«Je n'étais pas au courant»

Rapport du Vérificateur général - novembre 2009



(Québec) Il n'y a rien de plus humiliant pour un ministre que d'admettre qu'il «ne savait pas». La responsabilité ministérielle d'un ministre devant le Parlement implique justement qu'il doit être en mesure d'expliquer les décisions de son ministère, incluant les erreurs. Difficile d'expliquer quand on n'a pas été informé...
La ministre des Transports, Julie Boulet, s'est retrouvée dans cette situation cette semaine, lorsqu'elle a dû admettre qu'elle ignorait que son ministère avait négligé d'appeler la police en 2004 après avoir constaté une tentative d'éliminer la concurrence dans un contrat de déneigement.
Ce qui est encore plus surprenant, c'est que Mme Boulet n'a été informée de la chose qu'à 9h30, mercredi matin, en même temps que les journalistes. Ses fonctionnaires avaient le rapport depuis longtemps, comme c'est la coutume, afin de pouvoir répondre aux recommandations du vérificateur.
Qui n'a pas allumé? Qui n'a pas compris qu'il y avait là une bombe en puissance dans les pattes d'un gouvernement qui se refuse à une enquête publique et conseille à la place aux témoins d'un crime d'appeler la police?
Appelez le 9-1-1!

==================================================

#### TÂCHES À FAIRE:
1. Dans l'éditorial sur la ministre Boulet, à quel moment la ministre a-t-elle été mise au courant de l'affaire ?
2. Relevez tous les groupes de personnes désignés par un nom au pluriel dans l'éditorial sur la ministre Boulet.
3. Poursuivez l'éditorial sur la ministre Boulet après sa dernière phrase.
Les items ne jouent aucun rôle dans ce travail.

Entrées du jeu de données
==================================================

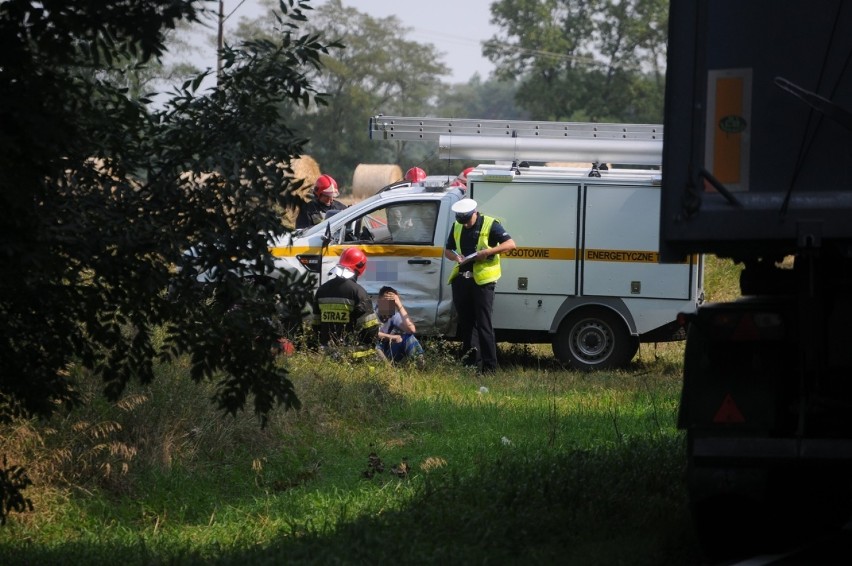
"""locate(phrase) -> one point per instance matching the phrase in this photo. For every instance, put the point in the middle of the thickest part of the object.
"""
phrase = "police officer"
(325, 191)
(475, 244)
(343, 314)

==================================================

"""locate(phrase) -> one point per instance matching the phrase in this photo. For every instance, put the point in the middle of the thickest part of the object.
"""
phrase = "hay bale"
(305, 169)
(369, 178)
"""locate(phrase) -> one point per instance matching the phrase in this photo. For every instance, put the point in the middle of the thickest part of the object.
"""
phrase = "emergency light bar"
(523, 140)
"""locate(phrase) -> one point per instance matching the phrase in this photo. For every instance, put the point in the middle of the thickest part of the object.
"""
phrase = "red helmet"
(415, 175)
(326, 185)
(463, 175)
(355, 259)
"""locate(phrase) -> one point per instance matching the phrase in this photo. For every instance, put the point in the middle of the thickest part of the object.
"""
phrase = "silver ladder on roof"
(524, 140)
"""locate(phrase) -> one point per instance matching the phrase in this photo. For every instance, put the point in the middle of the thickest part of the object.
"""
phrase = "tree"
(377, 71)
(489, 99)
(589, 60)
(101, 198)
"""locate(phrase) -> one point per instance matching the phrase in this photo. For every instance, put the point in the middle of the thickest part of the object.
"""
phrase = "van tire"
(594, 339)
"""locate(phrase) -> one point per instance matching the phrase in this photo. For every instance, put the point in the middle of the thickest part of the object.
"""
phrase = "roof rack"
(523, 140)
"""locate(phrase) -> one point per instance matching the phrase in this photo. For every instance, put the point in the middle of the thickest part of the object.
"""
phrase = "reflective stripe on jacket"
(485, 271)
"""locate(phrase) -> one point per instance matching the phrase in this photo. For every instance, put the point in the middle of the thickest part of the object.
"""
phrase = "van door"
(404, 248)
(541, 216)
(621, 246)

==================================================

#### VOS RÉPONSES:
1. À 9h30, mercredi matin, en même temps que les journalistes.

2. Les journalistes, ses fonctionnaires, les témoins d'un crime

3.
La conférence de presse de Julie Boulet aura au moins démontré une chose : placé devant un cas réel d'élimination de la concurrence, le ministère ne l'a pas dénoncé. Il a corrigé le tir et repris le processus de soumission, sans punir le coupable.
Voilà un comportement qui ressemble à celui de Jean D'Amour, le député libéral de Rivière-du-Loup, qui a transmis une enveloppe brune contenant 500 $ à son ami candidat à la mairie au lieu de la retourner à l'expéditeur. Il savait pourtant qu'une telle contribution était interdite par la loi.
Ces cas démontrent un laxisme généralisé. En attendant une enquête publique réclamée par tous et bloquée par Jean Charest, il faudra songer à ressusciter le projet de loi sur les whistleblowers déposé en avril dernier par le député Sylvain Simard. Une telle législation viserait à assurer la protection des fonctionnaires qui veulent dénoncer des gestes répréhensibles dont ils sont témoins dans le cadre de leur travail. Si la machine bureaucratique ne fait pas son travail, comme on l'a vu dans le cas du ministère des Transports, il faut au moins donner aux fonctionnaires la possibilité de le faire. À Ottawa, signalait hier Sylvain Simard, il a fallu la sortie publique de l'ancien ambassadeur canadien en Afghanistan Richard Colvin pour apprendre que les prisonniers remis aux autorités afghanes avaient été soumis à la torture. M. Colvin avait tenté en vain d'alerter le gouvernement Harper au sujet de cette pratique pendant qu'il était en poste. Ce qui prouve encore une fois que la machine bureaucratique a des ratés graves.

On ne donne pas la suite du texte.